**RECORDS SUPPLIED**
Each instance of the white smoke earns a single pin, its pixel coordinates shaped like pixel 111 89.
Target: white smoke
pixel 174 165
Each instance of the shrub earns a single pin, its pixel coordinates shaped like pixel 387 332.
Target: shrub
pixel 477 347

**EXERCISE PROMPT**
Rewrite every item with "pin" swapped for "marker", leaving everything else unchanged.

**ANSWER**
Each instance of the white smoke earns a single marker, its pixel coordinates shaped like pixel 111 89.
Target: white smoke
pixel 174 165
Each instance of the shrub earns a single marker, its pixel coordinates shaped like pixel 387 332.
Target: shrub
pixel 477 347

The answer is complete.